** begin SOURCE MATERIAL **

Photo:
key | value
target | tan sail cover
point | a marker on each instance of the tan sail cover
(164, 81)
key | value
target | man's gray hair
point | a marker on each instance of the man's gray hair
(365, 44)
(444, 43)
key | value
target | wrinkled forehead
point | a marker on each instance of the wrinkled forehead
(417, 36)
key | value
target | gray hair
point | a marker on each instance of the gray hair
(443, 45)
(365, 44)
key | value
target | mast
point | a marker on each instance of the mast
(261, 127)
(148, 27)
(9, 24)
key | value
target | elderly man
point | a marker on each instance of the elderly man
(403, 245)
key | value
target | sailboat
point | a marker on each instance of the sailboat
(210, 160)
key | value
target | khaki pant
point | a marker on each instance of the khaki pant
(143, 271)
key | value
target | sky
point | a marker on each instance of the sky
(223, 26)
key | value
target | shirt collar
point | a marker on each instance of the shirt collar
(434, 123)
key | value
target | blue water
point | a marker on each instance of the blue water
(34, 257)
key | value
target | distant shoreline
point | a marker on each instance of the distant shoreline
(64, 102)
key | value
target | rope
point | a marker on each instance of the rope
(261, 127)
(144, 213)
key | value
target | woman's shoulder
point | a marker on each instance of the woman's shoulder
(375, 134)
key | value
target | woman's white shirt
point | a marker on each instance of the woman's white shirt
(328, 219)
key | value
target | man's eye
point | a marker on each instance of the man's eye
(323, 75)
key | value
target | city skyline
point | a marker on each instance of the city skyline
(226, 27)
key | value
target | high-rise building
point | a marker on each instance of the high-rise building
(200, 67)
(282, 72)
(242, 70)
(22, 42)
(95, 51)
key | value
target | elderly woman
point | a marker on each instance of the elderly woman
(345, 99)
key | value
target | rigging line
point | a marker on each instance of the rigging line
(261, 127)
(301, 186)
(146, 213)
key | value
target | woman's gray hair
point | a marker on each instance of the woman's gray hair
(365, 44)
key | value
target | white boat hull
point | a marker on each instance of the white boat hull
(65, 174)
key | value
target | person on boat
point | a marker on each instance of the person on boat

** end SOURCE MATERIAL **

*WHAT YOU NEED TO DO*
Please pull out every line of the entries above that contains the string "rise". Case counts.

*PROBLEM SOLUTION*
target | high-rise building
point | a marker on each instance of the high-rise building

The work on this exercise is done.